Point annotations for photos
--- Start ---
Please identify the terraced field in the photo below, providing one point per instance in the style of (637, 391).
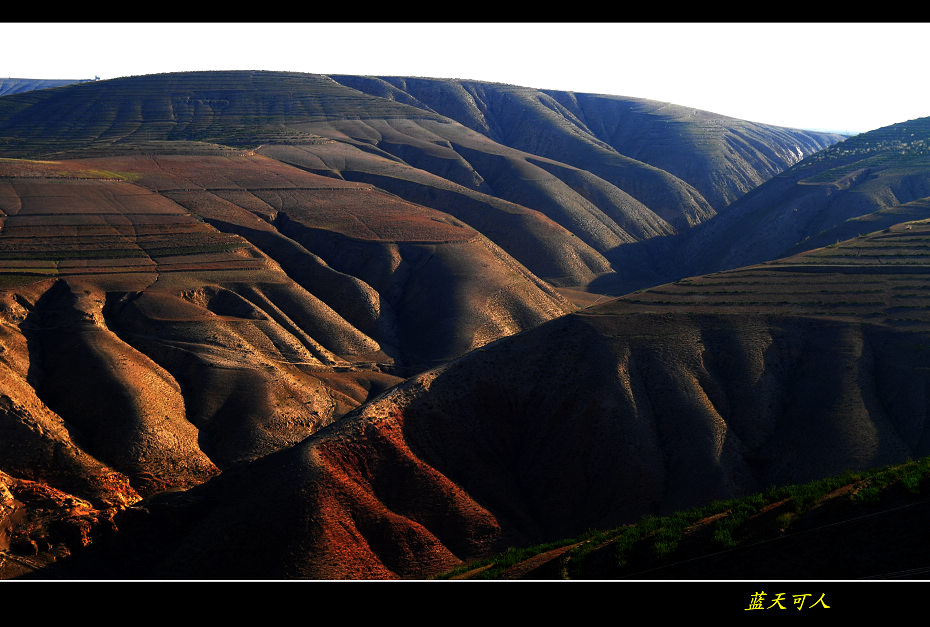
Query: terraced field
(880, 277)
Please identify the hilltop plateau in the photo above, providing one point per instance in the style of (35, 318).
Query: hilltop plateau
(335, 321)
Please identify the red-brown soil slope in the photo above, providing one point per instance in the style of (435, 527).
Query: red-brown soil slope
(588, 421)
(167, 317)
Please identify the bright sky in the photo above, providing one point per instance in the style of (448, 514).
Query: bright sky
(847, 77)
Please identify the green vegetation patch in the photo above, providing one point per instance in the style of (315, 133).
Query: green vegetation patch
(658, 540)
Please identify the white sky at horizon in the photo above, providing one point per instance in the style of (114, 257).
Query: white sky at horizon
(845, 77)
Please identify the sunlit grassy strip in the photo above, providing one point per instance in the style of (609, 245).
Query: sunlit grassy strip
(172, 251)
(665, 533)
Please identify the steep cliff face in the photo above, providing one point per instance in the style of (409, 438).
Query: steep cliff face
(710, 388)
(588, 421)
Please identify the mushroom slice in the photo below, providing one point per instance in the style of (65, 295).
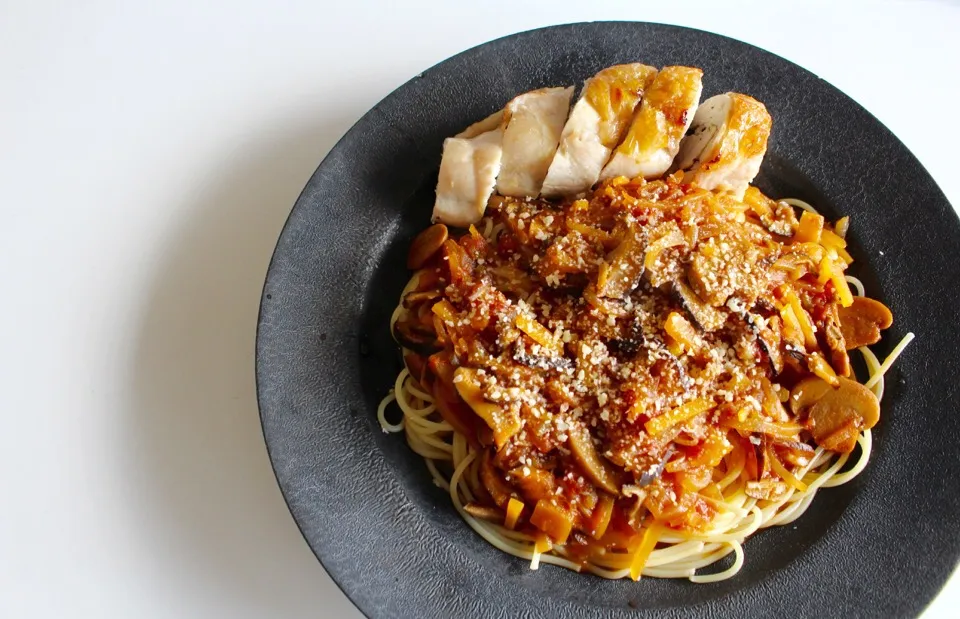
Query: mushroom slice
(726, 145)
(532, 123)
(705, 316)
(468, 175)
(658, 126)
(598, 470)
(861, 323)
(835, 415)
(596, 125)
(502, 421)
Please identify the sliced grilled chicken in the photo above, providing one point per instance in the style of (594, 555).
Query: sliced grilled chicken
(658, 126)
(532, 125)
(726, 145)
(468, 172)
(596, 125)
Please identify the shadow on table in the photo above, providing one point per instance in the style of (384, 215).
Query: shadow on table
(202, 479)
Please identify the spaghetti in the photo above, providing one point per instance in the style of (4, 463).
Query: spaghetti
(763, 466)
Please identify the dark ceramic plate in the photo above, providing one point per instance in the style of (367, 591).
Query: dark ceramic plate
(881, 546)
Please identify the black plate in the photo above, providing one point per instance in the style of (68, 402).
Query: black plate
(881, 546)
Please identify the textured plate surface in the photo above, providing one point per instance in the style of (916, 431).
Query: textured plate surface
(881, 546)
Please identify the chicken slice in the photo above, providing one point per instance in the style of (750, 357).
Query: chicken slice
(658, 126)
(532, 125)
(468, 172)
(726, 145)
(596, 125)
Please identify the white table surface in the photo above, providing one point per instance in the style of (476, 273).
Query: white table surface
(149, 153)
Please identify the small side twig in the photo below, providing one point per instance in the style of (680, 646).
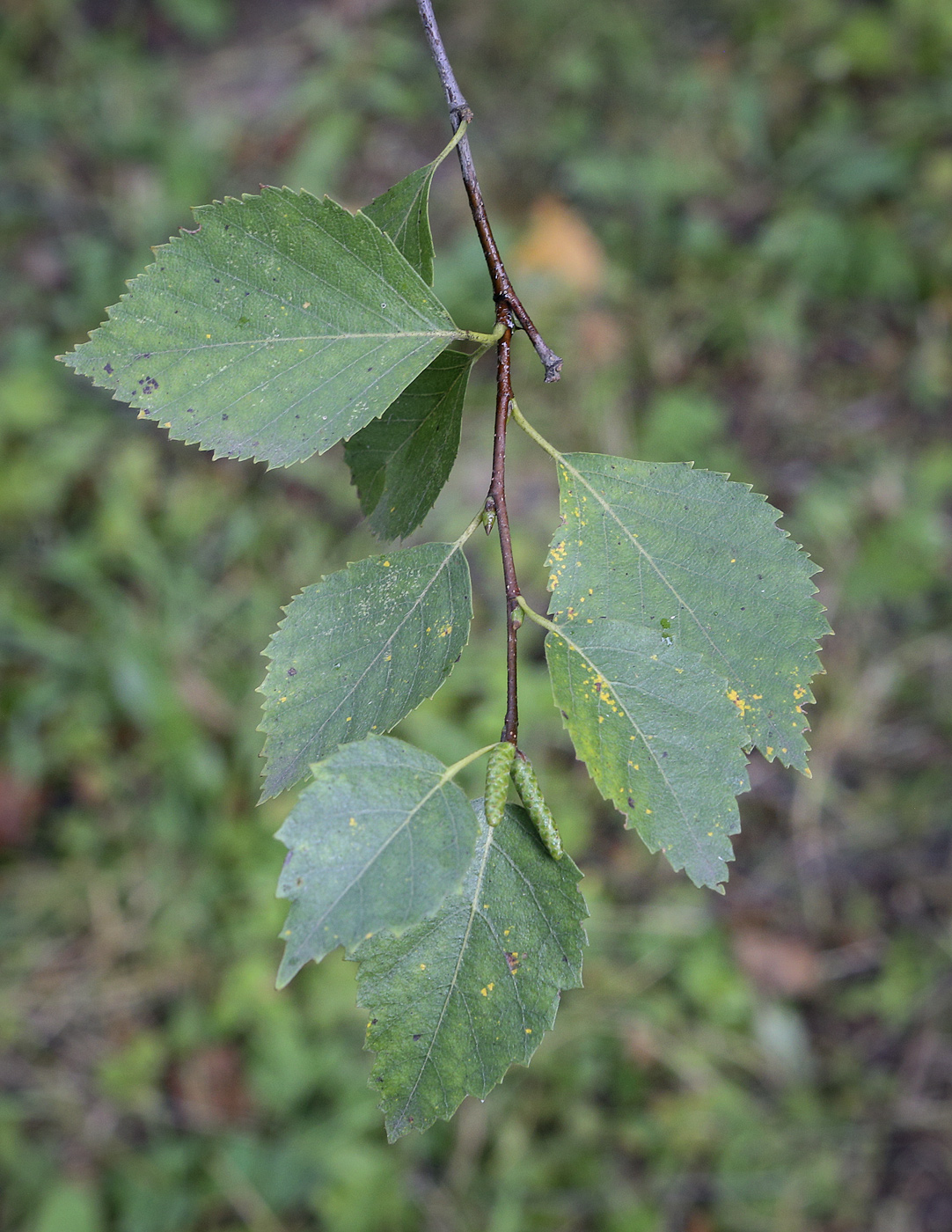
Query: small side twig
(458, 113)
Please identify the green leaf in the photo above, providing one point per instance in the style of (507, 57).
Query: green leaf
(359, 650)
(376, 841)
(458, 998)
(659, 736)
(699, 561)
(281, 326)
(400, 462)
(404, 213)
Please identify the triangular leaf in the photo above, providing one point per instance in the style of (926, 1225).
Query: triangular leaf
(400, 462)
(659, 736)
(376, 841)
(280, 326)
(359, 650)
(404, 213)
(461, 997)
(701, 560)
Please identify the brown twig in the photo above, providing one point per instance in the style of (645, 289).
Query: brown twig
--- End ---
* **Given problem**
Recast all of the records above as a Markdown table with the columns Index and Entry, giving each line a row number and dropping blank lines. Leave the pictures out of the answer.

* **Response for this exercise**
| Index | Entry |
|---|---|
| 1 | Please identify the terraced field in the photo below, providing one point per instance in the style of (637, 391). |
| 2 | Query: terraced field |
| 3 | (880, 277) |
| 4 | Please identify the hilltop plateau in the photo above, providing one point per instance in the style of (35, 318). |
| 5 | Query: hilltop plateau |
| 6 | (335, 321) |
| 7 | Please identify the red-brown soil slope in the photo above, providing one point per instance in the style of (435, 527). |
| 8 | Query: red-brown soil slope |
| 9 | (588, 421) |
| 10 | (167, 317) |
| 11 | Please identify the bright sky in the photo above, providing one point per instance in the style of (448, 514). |
| 12 | Query: bright sky |
| 13 | (847, 77) |
| 14 | Please identify the green vegetation patch in the photo above, providing one point per instance in the style of (315, 133). |
| 15 | Query: green vegetation patch |
| 16 | (658, 540) |
| 17 | Please identify the white sky at horizon in the photo above, providing one point per instance in the style of (114, 257). |
| 18 | Query: white sky at horizon |
| 19 | (845, 77) |
| 20 | Please identify the sunlit grassy strip in the photo above, providing one point per instance in the style of (609, 245). |
| 21 | Query: sunlit grassy strip |
| 22 | (172, 251) |
| 23 | (665, 533) |
| 24 | Please identify the steep cliff face in the photo above, providing one point per instance in the style of (409, 438). |
| 25 | Query: steep cliff face |
| 26 | (710, 388) |
| 27 | (588, 421) |
| 28 | Please identify the mushroom slice in the photo below, providing one point per instance in the style of (65, 295). |
| 29 | Query: mushroom slice |
| 30 | (726, 145) |
| 31 | (532, 123) |
| 32 | (705, 316) |
| 33 | (468, 175) |
| 34 | (658, 126) |
| 35 | (598, 470) |
| 36 | (861, 323) |
| 37 | (835, 415) |
| 38 | (596, 125) |
| 39 | (502, 421) |
| 40 | Please identify the sliced grilled chicken in the photo above, providing one point per instance in the style of (594, 555). |
| 41 | Query: sliced grilled chicken |
| 42 | (658, 126) |
| 43 | (532, 125) |
| 44 | (726, 145) |
| 45 | (468, 172) |
| 46 | (596, 125) |
| 47 | Please identify the shadow on table in the photo above, providing one point per instance in the style of (384, 215). |
| 48 | Query: shadow on table |
| 49 | (202, 479) |
| 50 | Please identify the spaghetti in the photo above, providing one point per instance in the style of (4, 463). |
| 51 | Query: spaghetti |
| 52 | (763, 466) |
| 53 | Please identify the dark ceramic plate in the photo above, providing one point per instance in the style of (367, 591). |
| 54 | Query: dark ceramic plate |
| 55 | (881, 546) |
| 56 | Please identify the black plate in the photo above, providing one point per instance in the style of (68, 402). |
| 57 | Query: black plate |
| 58 | (881, 546) |
| 59 | Please identify the textured plate surface in the photo above, providing one point per instance in the style of (916, 431). |
| 60 | Query: textured plate surface |
| 61 | (881, 546) |
| 62 | Please identify the chicken slice in the photo above, providing one point per instance in the style of (750, 357). |
| 63 | Query: chicken slice |
| 64 | (658, 126) |
| 65 | (532, 125) |
| 66 | (468, 172) |
| 67 | (726, 145) |
| 68 | (596, 125) |
| 69 | Please identify the white table surface in the photo above, providing one point per instance in the style of (476, 273). |
| 70 | Query: white table surface |
| 71 | (149, 153) |
| 72 | Please identify the small side twig in the photo below, providing one point per instance in the style of (680, 646). |
| 73 | Query: small side twig |
| 74 | (458, 113) |
| 75 | Please identify the green leaf in the photo above, providing one point per instance in the style of (507, 57). |
| 76 | Query: green leaf |
| 77 | (359, 650) |
| 78 | (376, 841) |
| 79 | (458, 998) |
| 80 | (659, 736) |
| 81 | (699, 561) |
| 82 | (281, 326) |
| 83 | (400, 462) |
| 84 | (404, 213) |
| 85 | Please identify the triangular leaf in the photo above, providing one point per instance in the style of (926, 1225). |
| 86 | Query: triangular leaf |
| 87 | (400, 462) |
| 88 | (659, 736) |
| 89 | (376, 841) |
| 90 | (280, 326) |
| 91 | (359, 650) |
| 92 | (404, 213) |
| 93 | (461, 997) |
| 94 | (701, 560) |
| 95 | Please identify the brown twig in the photo above, providing one point per instance in the style of (645, 289). |
| 96 | Query: brown twig |